◆ Extracted text ◆
NORTH WATERBORO — When Larry Mooers was diagnosed with cancer five years ago, he marked the change in his life with a new tattoo.

He had new tattoos inked on to cover an older Pegasus that was from a past time in his life. They were a woman’s eye with a tear in it, representing sadness. A purple rose, representing life. And, in the middle of the rose, a tiny skull, representing death.

For five years he fought colon cancer, and he packed in so much living in the time he had left that sometimes his wife, Laura Mooers, could barely keep up with him.

Mr. Mooers died Friday at the age of 52.

“The man has taught me a lot of things about strength and courage. With everything he’s gone through, he’s just taught me about not giving up,” his wife said.

“Even though life hands you these tough things, he just made a decision that he was going to fight it. He had so much to live for.”

Tattoos were a big part of Mr. Mooers’ life.

As Mr. Mooers’ health declined over the past year, a friend, tattooist Chad Chase, would come to his house and work on a masterpiece on his back. It was a pirate scene, with a skeleton pirate with a gun in hand, a treasure chest on the sand and a picture of Laura Mooers as a pirate sitting on the chest.

◆ What is needed ◆
Carry on the article about Larry Mooers from its final sentence, in the same style.

◆ Dataset ◆

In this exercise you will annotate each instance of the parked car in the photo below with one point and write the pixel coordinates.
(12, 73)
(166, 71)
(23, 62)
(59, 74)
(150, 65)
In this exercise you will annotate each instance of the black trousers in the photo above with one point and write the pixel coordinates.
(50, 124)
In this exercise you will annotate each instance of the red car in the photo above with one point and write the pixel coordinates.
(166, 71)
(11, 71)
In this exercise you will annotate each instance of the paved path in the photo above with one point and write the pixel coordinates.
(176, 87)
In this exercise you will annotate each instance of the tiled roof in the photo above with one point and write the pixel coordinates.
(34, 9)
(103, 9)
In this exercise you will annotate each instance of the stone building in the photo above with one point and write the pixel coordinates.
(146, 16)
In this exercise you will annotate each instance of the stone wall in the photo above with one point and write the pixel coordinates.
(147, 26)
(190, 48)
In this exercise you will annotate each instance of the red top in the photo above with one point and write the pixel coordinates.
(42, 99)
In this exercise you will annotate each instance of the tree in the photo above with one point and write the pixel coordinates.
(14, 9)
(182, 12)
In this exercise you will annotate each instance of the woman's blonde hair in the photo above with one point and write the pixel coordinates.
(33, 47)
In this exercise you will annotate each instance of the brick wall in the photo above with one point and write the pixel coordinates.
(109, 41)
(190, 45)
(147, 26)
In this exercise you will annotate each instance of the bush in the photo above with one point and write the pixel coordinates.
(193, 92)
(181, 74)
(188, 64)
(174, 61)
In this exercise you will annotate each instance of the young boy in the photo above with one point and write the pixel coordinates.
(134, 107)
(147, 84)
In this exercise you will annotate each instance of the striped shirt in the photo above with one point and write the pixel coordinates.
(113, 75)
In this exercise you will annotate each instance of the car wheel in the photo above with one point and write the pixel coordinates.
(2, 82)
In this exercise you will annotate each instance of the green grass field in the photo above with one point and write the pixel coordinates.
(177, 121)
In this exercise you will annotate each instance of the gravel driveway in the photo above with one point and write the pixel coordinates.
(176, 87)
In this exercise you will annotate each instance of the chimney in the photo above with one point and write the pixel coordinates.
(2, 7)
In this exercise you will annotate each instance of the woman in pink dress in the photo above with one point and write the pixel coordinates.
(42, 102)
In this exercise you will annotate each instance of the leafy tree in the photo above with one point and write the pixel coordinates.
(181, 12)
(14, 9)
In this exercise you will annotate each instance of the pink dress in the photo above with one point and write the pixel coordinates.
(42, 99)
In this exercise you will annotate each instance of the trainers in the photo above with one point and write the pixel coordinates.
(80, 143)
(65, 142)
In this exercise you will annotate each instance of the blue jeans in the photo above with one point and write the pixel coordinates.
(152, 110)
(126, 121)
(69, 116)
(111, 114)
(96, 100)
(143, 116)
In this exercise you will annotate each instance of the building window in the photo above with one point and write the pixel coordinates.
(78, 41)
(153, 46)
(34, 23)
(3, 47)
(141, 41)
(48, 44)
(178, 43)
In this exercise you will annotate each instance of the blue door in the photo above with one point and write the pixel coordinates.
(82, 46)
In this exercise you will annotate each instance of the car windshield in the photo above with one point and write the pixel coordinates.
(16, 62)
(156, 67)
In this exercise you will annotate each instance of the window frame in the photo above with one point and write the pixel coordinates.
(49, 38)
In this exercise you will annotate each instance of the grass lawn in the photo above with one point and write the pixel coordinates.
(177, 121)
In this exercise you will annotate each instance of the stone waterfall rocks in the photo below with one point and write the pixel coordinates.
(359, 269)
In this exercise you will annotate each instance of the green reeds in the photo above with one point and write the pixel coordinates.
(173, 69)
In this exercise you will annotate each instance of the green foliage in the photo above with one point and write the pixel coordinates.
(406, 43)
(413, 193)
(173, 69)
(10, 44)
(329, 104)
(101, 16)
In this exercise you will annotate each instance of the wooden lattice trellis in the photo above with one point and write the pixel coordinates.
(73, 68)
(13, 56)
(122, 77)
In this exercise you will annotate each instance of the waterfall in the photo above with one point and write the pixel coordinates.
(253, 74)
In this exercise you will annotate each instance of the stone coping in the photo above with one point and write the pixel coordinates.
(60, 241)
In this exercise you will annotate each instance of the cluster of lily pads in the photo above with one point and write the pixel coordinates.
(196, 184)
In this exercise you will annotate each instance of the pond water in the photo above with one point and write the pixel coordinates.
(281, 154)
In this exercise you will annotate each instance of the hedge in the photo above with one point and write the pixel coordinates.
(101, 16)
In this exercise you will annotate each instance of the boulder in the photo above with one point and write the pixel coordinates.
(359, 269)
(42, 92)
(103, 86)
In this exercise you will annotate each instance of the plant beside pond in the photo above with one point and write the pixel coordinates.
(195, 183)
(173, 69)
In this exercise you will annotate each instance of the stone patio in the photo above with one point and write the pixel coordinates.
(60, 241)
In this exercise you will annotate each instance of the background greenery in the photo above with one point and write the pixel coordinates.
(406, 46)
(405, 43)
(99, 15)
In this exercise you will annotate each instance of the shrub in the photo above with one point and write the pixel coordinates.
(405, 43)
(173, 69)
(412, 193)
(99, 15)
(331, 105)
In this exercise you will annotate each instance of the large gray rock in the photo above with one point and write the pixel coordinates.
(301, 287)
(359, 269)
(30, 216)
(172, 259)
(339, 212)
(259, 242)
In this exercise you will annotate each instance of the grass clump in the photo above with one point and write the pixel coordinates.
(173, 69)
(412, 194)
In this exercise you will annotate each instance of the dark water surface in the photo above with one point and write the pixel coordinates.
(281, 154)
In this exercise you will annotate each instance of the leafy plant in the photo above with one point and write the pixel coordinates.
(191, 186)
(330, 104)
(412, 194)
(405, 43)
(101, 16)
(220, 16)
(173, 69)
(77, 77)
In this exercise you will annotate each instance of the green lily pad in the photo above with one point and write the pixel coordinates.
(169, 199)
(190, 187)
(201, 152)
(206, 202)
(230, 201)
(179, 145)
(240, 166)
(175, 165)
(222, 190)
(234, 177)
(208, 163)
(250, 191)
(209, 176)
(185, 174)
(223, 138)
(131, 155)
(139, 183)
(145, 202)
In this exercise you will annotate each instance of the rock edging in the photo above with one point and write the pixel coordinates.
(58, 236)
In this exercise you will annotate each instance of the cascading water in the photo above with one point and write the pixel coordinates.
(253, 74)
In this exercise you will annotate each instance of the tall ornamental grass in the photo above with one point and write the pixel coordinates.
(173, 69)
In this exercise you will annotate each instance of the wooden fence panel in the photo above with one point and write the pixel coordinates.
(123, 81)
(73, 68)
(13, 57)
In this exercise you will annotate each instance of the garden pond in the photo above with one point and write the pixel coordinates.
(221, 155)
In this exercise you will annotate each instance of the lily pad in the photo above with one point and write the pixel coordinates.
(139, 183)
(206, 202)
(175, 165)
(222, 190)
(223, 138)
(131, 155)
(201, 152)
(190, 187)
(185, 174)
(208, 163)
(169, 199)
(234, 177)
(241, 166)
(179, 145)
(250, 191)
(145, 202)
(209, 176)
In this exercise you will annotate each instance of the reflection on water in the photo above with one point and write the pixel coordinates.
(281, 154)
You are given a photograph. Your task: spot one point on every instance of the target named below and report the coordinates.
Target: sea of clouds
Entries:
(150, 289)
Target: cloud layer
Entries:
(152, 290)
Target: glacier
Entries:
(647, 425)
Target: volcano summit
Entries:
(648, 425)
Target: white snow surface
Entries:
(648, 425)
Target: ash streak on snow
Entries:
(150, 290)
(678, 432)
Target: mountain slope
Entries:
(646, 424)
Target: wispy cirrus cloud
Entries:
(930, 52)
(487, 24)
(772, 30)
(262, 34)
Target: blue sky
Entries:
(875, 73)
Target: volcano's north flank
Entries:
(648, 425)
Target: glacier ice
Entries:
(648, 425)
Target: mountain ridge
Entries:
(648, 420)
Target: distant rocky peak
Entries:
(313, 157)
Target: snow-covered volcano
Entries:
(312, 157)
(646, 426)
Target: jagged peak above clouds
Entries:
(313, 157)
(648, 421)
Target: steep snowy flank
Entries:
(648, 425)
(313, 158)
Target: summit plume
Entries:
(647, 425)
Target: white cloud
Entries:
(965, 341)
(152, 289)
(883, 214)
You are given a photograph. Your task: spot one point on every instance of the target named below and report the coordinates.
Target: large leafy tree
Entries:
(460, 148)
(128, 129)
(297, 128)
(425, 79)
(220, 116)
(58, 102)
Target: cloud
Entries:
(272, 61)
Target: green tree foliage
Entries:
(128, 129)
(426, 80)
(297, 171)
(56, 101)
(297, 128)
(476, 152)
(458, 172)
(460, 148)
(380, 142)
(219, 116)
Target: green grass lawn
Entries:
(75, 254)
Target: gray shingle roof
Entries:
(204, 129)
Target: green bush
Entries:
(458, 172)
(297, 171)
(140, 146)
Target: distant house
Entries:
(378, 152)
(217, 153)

◆ Task output ◆
The final touch, the piece that tied it all together, was the sunset on the scene, inked onto his back the week before Mr. Mooers died.

Even in his sickness, Mr. Mooers wasn’t pained by the tattoo work.

“He’d rather feel that than to feel the chemo and the pain from his tumors,” she said.

He had another tattoo on his right arm, “Mooers Boys.” He was the eldest of five brothers who grew up in Saco, known collectively as “the Mooers boys.” His youngest brother, Jay Mooers, has the same tattoo on his own right arm.

“He was a mentor to me – there’s so much that I did and he did,” his brother said.

Another important part of Mr. Mooers’ life was motorcycles.

Mr. Mooers and his wife were married five years ago. For their wedding gift to each other, they bought a 2000 Heritage Softtail Harley-Davidson. He’d drive the bike, and she’d ride behind him. But he kept encouraging her to learn to ride, something she agreed to after he was diagnosed.

“He talked me into riding my own. He said, ‘I would love to see you ride,’” Laura Mooers said. “That was one of his wishes. I wanted to give him that wish.”

She took riding classes and passed in 2006, starting off on a Honda Rebel and graduating to a 2004 Custom Sportster Harley. At first, she was nervous. The second year she got more comfortable, and the third year, even more comfortable.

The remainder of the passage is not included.